*Request A*. In the review of Assassin's Creed Brotherhood, who is the primary antagonist among the new characters?

*Source*.
+ + + + +

Assassin’s Creed Brotherhood is a direct followup to 2009’s Assassins Creed II. The story follows Desmond Miles, heir to the assassin legacy, as he further experiences the life of his ancestor, Ezio Auditore, literally picking up the story with the closing scene of ACII. In a combination tutorial and Metroidvania style “abilitease”, Ezio escapes the Vatican and returns to his family’s villa, days before it is attacked and destroyed by the Papal Armies under the command of Borgia family (this is early enough in the game that it is not a spoiler). Following the attack, Ezio escapes to Rome to take his revenge. Meanwhile, in the real world, Desmond and co. are forced to move their operations to the now ruined Auditore villa.
Now, ACB is a direct sequel to ACII, but seeing as it does not follow a new lead character or take place in a different historical era, it isn’t really a full continuation of the AC story as much as it is an intermediary, in-between story that, supposedly, will lead better into Assassin’s Creed III rather than simply going from ACII. But that’s okay in this case, as there is so much here that it cannot be written off as a simple side story. The writing is strong, the voice actors from ACII reprise their roles, continuing to provide strong acting alongside the handful of new characters, including primary antagonist Cesare Borgia.
The accents in the English track continue to be believable, with the included Italian phrases helping add further authenticity to the acting. Make no mistake, name and numbering aside, this is a necessary story in the greater overall plot of the franchise. My only problem is a personal one, as this is effectively the end of Ezio’s story, and he was a great character.

+ + + + +

*Stored records*.

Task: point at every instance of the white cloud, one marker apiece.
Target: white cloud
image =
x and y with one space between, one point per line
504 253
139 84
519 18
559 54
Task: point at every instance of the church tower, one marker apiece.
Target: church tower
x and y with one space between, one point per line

+ + + + +

*Request B*. Reproduce the part of the entries that opens with the line containing "Task: point at every instance of the church" and continues through the end of the entries, copying each line unchanged.

*Correct result A*. Cesare Borgia.

*Correct result B*.
Task: point at every instance of the church tower, one marker apiece.
Target: church tower
x and y with one space between, one point per line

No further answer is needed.